(Given passage)
Boston University graduates, coveted for years by employers around the world, have become even more desirable.

Times Higher Education (THE) says the employability of BU alumni ranks 6th internationally and 5th in the United States, up from 11th internationally and 7th nationally in 2016. In breaking the top 10 globally, the University joins Harvard (2nd), Columbia (3rd), MIT (4th), Stanford (7th), Yale (10th), and the list-topping California Institute of Technology.

Robert A. Brown, president of BU, says the University’s new status is not an accident of fate. “The University has invested years of effort and millions of dollars identifying and embedding in our programs the critical skills needed to build the businesses of the future,” Brown says. “A deliberate focus on interdisciplinary research and education for our students, and the recruitment of the most ambitious students and promising faculty from around the world, have built a University that delivers, in turn, the most promising employees for companies around the world.”

He suggests that the inclusion of three local schools—BU, Harvard, and MIT—in the top 10 list could encourage Amazon to look more closely at Boston as the company considers locations for its planned second headquarters.

Artists rendering of City of Boston for the Amazon HQ Bid

Boston submitted this artist’s rendition of what an Amazon headquarters at the defunct Suffolk Downs racetrack might look like. Image courtesy of the city of Boston

Brown says the skill sets that BU graduates gain from their rigorous academic experience line up nicely with the criteria employers cited to THE when choosing universities from which to recruit. Those include professional competency, communications skills, critical thinking, collaboration, creativity, social and cultural awareness, and leadership. Other much-cited employer requirements of the graduates were “expertise in one field of competence” and “digital competency,” as well as the “quality of research facilities” of the university.

A potential employee’s alma mater matters with companies seeking reliable measures of quality, says THE data editor Simon Baker.

BU was one of 35 US universities cracking the global list, which includes 150 universities from 33 nations.

(Tasks for this exercise)
**A.** Rewrite the paragraph of the passage on BU graduate employability that begins "Brown says the skill sets" as a short bulleted list, keeping its main facts.
**B.** Using the passage on BU graduate employability, answer each question briefly.
(i) Which school tops the list?
(ii) How many universities, from how many nations, are on the global list?
(iii) Who is the data editor at THE?
**C.** Decide whether each statement agrees with the passage on BU graduate employability. Answer yes or no, and quote the words from the passage that decide it.
(i) In 2016, BU ranked 11th internationally.
(ii) Stanford placed higher than MIT.
(iii) Boston's rendition placed an Amazon headquarters at the Suffolk Downs racetrack.

(Information given)
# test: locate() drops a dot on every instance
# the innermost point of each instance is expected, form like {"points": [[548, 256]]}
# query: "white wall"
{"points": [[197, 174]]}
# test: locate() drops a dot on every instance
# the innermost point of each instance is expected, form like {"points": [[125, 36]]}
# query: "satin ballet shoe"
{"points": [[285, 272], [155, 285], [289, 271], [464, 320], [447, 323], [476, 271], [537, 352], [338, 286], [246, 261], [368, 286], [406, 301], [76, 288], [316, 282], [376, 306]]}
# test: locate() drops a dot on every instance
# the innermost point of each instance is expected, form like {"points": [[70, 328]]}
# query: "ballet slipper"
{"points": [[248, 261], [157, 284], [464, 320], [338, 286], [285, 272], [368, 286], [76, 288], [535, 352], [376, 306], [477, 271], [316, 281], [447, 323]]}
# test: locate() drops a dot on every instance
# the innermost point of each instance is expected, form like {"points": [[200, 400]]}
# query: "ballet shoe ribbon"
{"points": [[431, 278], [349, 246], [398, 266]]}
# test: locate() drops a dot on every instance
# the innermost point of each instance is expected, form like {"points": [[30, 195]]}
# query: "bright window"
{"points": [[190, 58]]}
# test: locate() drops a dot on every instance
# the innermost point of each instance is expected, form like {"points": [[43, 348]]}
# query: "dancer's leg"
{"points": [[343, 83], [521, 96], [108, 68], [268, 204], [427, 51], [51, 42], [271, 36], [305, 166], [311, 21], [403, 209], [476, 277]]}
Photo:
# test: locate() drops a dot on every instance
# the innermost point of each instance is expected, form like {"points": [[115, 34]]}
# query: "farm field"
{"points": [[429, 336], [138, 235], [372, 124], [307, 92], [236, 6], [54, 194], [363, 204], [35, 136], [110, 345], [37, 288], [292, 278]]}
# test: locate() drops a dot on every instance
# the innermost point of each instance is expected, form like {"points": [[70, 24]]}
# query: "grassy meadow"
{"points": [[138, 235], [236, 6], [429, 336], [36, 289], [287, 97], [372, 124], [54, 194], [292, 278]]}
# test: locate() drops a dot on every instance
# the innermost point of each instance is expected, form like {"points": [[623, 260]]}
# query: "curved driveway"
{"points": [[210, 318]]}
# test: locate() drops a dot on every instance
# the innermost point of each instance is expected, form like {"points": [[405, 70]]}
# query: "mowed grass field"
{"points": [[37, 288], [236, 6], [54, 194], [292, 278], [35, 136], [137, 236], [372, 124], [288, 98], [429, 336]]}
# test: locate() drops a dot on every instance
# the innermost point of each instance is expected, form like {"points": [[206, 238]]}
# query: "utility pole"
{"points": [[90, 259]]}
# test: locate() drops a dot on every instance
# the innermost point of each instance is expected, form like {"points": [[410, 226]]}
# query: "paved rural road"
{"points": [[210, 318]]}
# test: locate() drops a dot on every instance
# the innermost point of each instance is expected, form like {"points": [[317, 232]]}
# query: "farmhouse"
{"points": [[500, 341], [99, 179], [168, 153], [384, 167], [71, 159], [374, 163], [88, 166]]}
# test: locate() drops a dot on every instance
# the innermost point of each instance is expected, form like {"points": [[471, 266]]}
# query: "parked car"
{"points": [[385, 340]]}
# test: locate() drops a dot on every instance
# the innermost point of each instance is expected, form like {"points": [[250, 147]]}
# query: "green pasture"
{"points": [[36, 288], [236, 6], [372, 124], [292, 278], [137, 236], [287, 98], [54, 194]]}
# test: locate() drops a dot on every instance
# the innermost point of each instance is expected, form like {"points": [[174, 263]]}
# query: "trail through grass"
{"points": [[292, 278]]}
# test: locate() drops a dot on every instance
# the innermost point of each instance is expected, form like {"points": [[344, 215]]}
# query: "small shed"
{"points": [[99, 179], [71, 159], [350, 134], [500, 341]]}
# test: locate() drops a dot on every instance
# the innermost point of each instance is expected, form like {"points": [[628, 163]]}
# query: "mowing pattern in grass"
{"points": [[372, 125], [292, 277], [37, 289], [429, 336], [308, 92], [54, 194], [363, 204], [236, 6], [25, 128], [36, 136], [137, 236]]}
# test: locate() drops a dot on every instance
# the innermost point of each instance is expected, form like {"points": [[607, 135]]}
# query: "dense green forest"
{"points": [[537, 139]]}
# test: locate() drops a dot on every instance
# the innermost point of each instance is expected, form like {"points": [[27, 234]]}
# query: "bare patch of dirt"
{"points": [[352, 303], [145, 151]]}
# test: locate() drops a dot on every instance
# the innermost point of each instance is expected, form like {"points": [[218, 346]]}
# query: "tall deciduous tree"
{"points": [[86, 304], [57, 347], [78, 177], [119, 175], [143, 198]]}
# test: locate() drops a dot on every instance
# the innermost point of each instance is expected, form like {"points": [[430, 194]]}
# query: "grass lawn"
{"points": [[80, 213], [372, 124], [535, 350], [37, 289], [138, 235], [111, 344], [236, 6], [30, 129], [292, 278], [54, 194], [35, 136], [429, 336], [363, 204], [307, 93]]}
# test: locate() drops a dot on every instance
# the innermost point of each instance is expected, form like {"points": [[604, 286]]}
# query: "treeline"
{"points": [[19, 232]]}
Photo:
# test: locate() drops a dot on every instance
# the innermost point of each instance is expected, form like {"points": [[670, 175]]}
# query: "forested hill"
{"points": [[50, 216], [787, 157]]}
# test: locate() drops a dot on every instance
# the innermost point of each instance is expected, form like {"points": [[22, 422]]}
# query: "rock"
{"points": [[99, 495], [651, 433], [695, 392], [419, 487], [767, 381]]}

(Task-by-task outputs)
**A.**
- BU graduates' skill sets match the criteria employers gave THE for choosing universities to recruit from.
- Those criteria include professional competency, communications skills, critical thinking, collaboration, creativity, social and cultural awareness, and leadership.
- Employers also often cited "expertise in one field of competence" and "digital competency."
- They also cited the university's "quality of research facilities."

**B.**
(i) The California Institute of Technology
(ii) 150 universities from 33 nations
(iii) Simon Baker

**C.**
(i) Yes: "up from 11th internationally and 7th nationally in 2016"
(ii) No: "MIT (4th), Stanford (7th)"
(iii) Yes: "what an Amazon headquarters at the defunct Suffolk Downs racetrack might look like"